** Material supplied follows **

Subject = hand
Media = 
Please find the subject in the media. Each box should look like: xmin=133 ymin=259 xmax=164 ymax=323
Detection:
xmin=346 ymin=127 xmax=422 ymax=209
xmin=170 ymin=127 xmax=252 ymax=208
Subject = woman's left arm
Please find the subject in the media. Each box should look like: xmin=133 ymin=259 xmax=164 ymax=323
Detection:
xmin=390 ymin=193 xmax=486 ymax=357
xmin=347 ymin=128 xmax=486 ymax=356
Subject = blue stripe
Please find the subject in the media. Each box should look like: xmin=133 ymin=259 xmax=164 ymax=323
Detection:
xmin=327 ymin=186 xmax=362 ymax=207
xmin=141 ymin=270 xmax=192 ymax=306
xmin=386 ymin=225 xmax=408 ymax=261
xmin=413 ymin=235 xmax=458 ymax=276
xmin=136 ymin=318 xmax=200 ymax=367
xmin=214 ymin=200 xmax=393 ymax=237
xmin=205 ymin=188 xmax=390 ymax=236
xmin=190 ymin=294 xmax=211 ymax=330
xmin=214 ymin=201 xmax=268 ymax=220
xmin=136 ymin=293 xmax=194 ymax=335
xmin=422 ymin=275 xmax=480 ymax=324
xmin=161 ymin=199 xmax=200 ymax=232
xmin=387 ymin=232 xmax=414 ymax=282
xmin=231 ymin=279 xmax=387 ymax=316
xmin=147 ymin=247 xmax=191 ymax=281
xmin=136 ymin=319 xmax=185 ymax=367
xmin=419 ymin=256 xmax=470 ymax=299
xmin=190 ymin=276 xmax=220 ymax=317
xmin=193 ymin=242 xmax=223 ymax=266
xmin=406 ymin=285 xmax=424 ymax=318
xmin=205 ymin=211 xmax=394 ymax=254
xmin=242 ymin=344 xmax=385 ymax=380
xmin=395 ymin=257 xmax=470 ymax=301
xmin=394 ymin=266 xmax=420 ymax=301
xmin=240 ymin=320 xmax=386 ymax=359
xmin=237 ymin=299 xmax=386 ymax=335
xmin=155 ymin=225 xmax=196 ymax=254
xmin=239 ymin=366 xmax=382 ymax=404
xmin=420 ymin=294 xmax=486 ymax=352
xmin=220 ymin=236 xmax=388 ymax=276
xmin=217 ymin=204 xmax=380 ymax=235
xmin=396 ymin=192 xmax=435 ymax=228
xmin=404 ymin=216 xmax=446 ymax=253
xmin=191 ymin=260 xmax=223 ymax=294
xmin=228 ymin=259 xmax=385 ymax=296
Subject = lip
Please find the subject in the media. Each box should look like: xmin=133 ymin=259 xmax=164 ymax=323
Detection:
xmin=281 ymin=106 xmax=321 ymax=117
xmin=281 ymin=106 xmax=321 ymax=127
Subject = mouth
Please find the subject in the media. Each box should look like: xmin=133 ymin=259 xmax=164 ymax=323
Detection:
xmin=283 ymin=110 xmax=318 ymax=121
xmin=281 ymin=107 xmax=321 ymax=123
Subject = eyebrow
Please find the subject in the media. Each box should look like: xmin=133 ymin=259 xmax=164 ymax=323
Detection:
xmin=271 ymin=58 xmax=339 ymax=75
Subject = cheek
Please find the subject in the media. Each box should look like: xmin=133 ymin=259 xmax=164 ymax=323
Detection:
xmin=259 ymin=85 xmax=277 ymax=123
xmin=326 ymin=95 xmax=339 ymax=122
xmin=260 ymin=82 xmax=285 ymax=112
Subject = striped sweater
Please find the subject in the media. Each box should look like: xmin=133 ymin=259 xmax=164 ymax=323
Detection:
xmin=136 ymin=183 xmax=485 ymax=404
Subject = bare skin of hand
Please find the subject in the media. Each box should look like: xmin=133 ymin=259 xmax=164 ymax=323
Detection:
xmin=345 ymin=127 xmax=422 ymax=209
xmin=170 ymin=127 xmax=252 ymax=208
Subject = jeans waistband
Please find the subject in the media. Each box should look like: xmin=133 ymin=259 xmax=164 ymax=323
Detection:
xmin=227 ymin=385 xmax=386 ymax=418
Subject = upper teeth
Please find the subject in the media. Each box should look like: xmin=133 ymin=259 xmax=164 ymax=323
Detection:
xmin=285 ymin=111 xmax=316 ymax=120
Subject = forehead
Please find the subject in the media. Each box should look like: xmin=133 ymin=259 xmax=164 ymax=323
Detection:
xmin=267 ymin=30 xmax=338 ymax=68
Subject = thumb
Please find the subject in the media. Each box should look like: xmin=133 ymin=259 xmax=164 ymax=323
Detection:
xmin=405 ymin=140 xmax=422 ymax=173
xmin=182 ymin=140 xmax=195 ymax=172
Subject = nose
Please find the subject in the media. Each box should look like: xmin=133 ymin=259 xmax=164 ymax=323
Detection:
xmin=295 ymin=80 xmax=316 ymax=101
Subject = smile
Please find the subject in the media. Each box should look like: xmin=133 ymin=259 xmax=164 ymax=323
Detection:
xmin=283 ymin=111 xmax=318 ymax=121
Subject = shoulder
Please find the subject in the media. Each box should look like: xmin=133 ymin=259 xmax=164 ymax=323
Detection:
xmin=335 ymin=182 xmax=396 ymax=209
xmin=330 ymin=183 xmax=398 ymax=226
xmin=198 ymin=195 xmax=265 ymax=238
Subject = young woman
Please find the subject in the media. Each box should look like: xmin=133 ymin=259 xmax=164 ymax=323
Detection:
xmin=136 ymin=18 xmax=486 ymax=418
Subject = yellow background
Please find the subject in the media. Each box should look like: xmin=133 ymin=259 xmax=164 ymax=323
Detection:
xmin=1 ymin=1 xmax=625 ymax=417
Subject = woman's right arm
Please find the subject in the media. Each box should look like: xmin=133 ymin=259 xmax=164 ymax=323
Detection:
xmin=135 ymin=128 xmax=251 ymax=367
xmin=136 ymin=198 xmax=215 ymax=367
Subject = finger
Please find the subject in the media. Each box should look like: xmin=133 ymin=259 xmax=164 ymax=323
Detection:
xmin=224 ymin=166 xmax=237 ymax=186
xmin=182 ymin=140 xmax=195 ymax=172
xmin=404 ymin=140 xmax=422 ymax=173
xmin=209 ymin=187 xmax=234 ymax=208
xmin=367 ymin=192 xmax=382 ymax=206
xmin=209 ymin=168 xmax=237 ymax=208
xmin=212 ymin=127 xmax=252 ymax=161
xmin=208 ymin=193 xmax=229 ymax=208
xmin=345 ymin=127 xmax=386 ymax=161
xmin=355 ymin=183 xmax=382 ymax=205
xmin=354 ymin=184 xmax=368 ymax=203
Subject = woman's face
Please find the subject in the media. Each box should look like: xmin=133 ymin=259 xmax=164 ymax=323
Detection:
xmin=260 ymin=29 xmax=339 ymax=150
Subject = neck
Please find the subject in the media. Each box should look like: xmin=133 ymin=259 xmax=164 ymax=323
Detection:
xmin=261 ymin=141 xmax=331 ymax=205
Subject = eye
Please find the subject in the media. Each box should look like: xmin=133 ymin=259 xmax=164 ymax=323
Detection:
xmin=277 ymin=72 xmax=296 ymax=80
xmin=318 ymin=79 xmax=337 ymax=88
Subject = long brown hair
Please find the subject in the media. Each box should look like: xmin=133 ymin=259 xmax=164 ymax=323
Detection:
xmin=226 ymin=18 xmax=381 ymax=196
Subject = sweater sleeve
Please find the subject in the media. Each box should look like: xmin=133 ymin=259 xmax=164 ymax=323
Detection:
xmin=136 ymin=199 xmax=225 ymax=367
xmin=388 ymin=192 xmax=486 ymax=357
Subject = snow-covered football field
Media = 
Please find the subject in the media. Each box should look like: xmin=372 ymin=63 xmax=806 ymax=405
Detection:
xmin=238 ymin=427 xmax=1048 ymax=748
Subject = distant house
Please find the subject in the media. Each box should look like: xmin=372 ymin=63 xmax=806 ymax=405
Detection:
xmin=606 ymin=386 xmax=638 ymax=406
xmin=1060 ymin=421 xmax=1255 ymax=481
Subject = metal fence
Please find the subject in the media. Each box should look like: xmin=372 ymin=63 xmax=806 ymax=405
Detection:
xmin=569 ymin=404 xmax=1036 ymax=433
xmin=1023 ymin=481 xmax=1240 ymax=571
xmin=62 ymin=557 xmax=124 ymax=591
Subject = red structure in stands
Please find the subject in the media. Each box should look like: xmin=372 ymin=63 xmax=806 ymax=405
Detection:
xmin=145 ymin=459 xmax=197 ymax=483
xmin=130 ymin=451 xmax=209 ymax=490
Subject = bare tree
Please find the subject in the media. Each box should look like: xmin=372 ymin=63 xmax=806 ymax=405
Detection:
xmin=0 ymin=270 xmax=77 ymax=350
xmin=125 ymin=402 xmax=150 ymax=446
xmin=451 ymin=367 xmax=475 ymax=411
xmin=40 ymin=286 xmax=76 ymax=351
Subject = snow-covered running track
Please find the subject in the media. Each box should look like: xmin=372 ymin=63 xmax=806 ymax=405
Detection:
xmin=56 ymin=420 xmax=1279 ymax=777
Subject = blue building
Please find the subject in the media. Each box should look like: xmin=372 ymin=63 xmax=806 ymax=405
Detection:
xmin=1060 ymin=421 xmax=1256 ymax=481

** End of Material supplied **

How to complete this task: Would you copy out exactly the lines above that start at the one containing "Subject = cheek" and end at the one containing "Subject = upper teeth", inclusive?

Result:
Subject = cheek
Please find the subject in the media. Each box should look like: xmin=133 ymin=259 xmax=164 ymax=323
Detection:
xmin=259 ymin=85 xmax=277 ymax=123
xmin=326 ymin=95 xmax=339 ymax=122
xmin=260 ymin=82 xmax=285 ymax=112
Subject = striped sweater
Please find the subject in the media. Each box should look like: xmin=133 ymin=259 xmax=164 ymax=323
Detection:
xmin=136 ymin=183 xmax=485 ymax=404
Subject = bare skin of hand
Please find the subject in the media. Each box should look like: xmin=133 ymin=259 xmax=164 ymax=323
Detection:
xmin=345 ymin=127 xmax=422 ymax=209
xmin=170 ymin=127 xmax=252 ymax=208
Subject = jeans waistband
Please find the subject in the media. Each box should look like: xmin=133 ymin=259 xmax=164 ymax=323
Detection:
xmin=227 ymin=385 xmax=386 ymax=418
Subject = upper teeth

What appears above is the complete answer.